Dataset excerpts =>
***

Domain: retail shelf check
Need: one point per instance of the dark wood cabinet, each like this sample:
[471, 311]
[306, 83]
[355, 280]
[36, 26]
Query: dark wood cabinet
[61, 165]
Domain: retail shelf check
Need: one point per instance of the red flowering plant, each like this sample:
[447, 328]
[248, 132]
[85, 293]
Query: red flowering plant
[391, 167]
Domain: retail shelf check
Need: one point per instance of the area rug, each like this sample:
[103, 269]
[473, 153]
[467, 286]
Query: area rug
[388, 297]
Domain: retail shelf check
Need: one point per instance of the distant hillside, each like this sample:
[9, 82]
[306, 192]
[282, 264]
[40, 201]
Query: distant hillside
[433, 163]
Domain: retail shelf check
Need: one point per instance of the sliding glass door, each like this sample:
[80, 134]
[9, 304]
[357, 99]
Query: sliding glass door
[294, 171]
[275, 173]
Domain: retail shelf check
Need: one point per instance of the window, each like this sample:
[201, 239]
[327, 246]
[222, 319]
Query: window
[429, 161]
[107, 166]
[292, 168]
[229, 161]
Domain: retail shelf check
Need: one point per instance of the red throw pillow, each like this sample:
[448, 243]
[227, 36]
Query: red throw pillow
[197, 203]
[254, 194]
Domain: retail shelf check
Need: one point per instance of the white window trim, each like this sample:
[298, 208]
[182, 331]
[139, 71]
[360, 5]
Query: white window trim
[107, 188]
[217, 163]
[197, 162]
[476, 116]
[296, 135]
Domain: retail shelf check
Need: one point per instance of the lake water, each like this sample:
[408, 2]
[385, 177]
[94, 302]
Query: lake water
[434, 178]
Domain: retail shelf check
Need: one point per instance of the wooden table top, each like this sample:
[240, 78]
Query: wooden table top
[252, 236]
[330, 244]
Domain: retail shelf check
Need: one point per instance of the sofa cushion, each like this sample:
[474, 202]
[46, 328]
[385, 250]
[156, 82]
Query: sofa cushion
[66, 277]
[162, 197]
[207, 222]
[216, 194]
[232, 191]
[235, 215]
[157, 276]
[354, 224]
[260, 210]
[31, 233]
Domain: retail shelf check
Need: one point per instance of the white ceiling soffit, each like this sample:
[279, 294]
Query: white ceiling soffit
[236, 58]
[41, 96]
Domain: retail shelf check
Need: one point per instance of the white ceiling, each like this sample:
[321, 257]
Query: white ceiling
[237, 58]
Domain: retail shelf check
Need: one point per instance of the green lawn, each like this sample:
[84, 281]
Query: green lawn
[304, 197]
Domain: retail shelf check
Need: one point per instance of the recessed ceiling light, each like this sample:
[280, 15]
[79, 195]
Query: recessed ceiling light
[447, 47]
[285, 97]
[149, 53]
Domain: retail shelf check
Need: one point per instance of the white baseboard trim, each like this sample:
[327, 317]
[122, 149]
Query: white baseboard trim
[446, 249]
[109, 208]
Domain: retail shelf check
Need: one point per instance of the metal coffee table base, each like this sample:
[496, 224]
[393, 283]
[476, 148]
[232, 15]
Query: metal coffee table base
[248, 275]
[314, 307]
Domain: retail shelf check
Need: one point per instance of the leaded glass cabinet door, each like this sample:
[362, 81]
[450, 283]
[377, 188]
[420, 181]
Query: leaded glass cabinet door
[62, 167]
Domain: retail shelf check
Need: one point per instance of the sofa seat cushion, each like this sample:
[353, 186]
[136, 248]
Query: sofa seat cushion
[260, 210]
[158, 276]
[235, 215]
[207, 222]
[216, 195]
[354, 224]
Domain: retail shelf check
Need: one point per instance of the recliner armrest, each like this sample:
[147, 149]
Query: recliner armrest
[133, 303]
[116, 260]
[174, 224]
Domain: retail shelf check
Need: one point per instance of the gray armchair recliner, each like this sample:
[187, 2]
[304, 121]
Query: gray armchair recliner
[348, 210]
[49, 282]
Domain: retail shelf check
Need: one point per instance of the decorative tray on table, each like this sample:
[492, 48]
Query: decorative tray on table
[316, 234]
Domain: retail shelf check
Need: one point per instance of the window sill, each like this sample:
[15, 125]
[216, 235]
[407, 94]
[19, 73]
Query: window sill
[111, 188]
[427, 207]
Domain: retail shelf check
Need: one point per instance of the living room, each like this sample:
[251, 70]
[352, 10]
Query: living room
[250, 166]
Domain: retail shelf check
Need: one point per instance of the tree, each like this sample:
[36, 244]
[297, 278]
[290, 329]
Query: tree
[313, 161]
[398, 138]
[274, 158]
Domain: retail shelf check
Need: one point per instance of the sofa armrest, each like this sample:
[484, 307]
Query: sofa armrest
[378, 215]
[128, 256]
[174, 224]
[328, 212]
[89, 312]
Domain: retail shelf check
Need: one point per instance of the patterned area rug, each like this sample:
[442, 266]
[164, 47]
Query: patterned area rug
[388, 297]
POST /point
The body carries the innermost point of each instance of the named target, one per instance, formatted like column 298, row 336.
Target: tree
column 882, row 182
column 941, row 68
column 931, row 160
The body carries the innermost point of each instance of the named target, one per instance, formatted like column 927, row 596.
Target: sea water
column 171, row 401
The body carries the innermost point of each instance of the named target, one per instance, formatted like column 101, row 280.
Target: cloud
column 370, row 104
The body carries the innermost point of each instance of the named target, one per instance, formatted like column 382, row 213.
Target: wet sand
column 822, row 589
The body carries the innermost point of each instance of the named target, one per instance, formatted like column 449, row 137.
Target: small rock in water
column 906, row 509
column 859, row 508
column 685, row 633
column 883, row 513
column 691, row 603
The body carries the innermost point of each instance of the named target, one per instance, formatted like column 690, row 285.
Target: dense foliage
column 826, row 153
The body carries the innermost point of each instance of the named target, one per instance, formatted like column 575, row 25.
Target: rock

***

YOUR ASSIGNMENT =>
So that nothing differs from the original, transcribe all of the records above.

ANSWER AREA =>
Domain: retail shelf check
Need: one point per instance of the dark wood cabinet, each like this sample:
[471, 311]
[306, 83]
[355, 280]
[36, 26]
Query: dark wood cabinet
[61, 165]
Domain: retail shelf check
Need: one point per instance of the red flowering plant, each like this sample:
[447, 328]
[248, 132]
[85, 293]
Query: red flowering plant
[391, 167]
Domain: retail shelf check
Need: one point per instance of the area rug, each like this sample:
[103, 269]
[473, 153]
[467, 286]
Query: area rug
[388, 297]
Domain: retail shelf check
Need: one point per instance of the distant hillside, each like this sample:
[9, 82]
[306, 192]
[282, 264]
[40, 201]
Query: distant hillside
[433, 163]
Domain: retail shelf check
Need: one point per instance of the sliding glass door, each like this sample:
[80, 134]
[9, 304]
[357, 99]
Query: sliding glass door
[294, 171]
[275, 173]
Domain: retail shelf check
Need: one point per instance of the window, each like this sample:
[201, 239]
[327, 246]
[222, 319]
Query: window
[429, 161]
[107, 166]
[292, 168]
[229, 161]
Domain: retail shelf check
Need: one point per instance of the red throw pillow, each like this sample:
[448, 243]
[227, 36]
Query: red throw pillow
[197, 203]
[254, 194]
Domain: retail shelf check
Need: one point per instance of the white window trim, each like this sample:
[298, 208]
[182, 331]
[139, 71]
[360, 5]
Query: white window trim
[107, 188]
[217, 163]
[197, 162]
[476, 116]
[296, 135]
Domain: retail shelf check
Need: one point per instance of the lake water, each like this sample:
[408, 2]
[385, 177]
[94, 302]
Query: lake water
[434, 178]
Domain: retail shelf check
Need: one point per instance of the wooden table top, each like this sample:
[240, 78]
Query: wooden table top
[252, 236]
[330, 244]
Domain: retail shelf check
Need: one point per instance of the sofa cushion, each like this sample:
[474, 202]
[46, 328]
[385, 250]
[156, 82]
Query: sofa cushion
[66, 277]
[162, 197]
[207, 222]
[216, 194]
[232, 191]
[235, 215]
[157, 276]
[354, 224]
[260, 210]
[31, 233]
Domain: retail shelf check
Need: one point per instance of the white ceiling soffit, each like this sample:
[279, 294]
Query: white ceiling soffit
[236, 58]
[41, 96]
Domain: retail shelf check
Need: one point per instance of the white ceiling, each like this sample:
[321, 257]
Query: white ceiling
[237, 58]
Domain: retail shelf check
Need: one point per instance of the green lawn, each like this sample:
[84, 281]
Query: green lawn
[304, 197]
Domain: retail shelf check
Need: one point per instance of the recessed ceiling light, each like this sample:
[280, 15]
[79, 195]
Query: recessed ceiling light
[447, 47]
[285, 97]
[149, 53]
Domain: retail shelf check
Need: one point per instance of the white baseboard trim, each like this sample:
[327, 317]
[122, 149]
Query: white baseboard trim
[446, 249]
[109, 208]
Domain: retail shelf check
Need: one point per instance of the metal coffee table base, each like this sample:
[496, 224]
[393, 283]
[476, 148]
[232, 15]
Query: metal coffee table base
[248, 275]
[314, 307]
Domain: retail shelf check
Need: one point per instance of the leaded glass cabinet door, each like this sample:
[362, 81]
[450, 283]
[377, 188]
[420, 181]
Query: leaded glass cabinet door
[62, 167]
Domain: retail shelf check
Need: one point per instance of the sofa seat cushion, each like this sample:
[353, 186]
[136, 248]
Query: sofa seat cushion
[260, 210]
[158, 276]
[235, 215]
[207, 222]
[216, 195]
[354, 224]
Domain: retail shelf check
Need: one point per instance of the recliner armrest, each like this sample:
[147, 149]
Query: recliner armrest
[133, 303]
[116, 260]
[174, 224]
Domain: retail shelf check
Need: one point per instance of the gray armchair recliner, each like this sample:
[187, 2]
[304, 121]
Query: gray armchair recliner
[348, 210]
[49, 282]
Domain: retail shelf check
Need: one point per instance of the decorative tray on table, each like this sample:
[492, 48]
Query: decorative tray on table
[316, 234]
Domain: retail shelf check
Need: one point per instance of the window sill, each like this sample:
[15, 125]
[216, 235]
[407, 94]
[19, 73]
Query: window sill
[111, 188]
[427, 207]
Domain: retail shelf check
Need: one point per instance of the living room, each like this sample:
[251, 70]
[352, 10]
Query: living room
[250, 166]
Domain: retail shelf check
Need: one point per instance of the tree, each like this sample:
[36, 244]
[297, 278]
[290, 329]
Query: tree
[313, 161]
[398, 138]
[274, 158]
Domain: retail shelf check
Need: one point per instance of the sofa armrest, each like this sample:
[484, 307]
Query: sofa armrest
[378, 215]
[128, 256]
[174, 224]
[328, 212]
[89, 312]
Domain: retail shelf check
Need: one point per instance of the patterned area rug, each like this sample:
[442, 266]
[164, 47]
Query: patterned area rug
[388, 297]
POST /point
The body carries the innermost point of each instance of the named target, one per instance, formatted like column 298, row 336.
Target: tree
column 882, row 182
column 941, row 68
column 931, row 160
The body carries the innermost point of each instance of the named target, one per instance, formatted like column 927, row 596.
Target: sea water
column 171, row 401
The body carries the innermost point of each instance of the named target, one per instance, formatted like column 101, row 280.
Target: cloud
column 370, row 104
The body carries the innermost point of each instance of the named target, one per instance, formatted like column 382, row 213.
Target: wet sand
column 822, row 589
The body carries the innermost point of each instance of the named target, one per instance, formatted like column 449, row 137.
Target: small rock in water
column 906, row 509
column 859, row 508
column 685, row 633
column 883, row 513
column 691, row 603
The body carries the innermost point of each instance of the named target, one per instance, formatted like column 690, row 285.
Target: dense foliage
column 826, row 153
The body carries the innermost point of each instance of the named target, one per instance, formatted like column 575, row 25.
Target: rock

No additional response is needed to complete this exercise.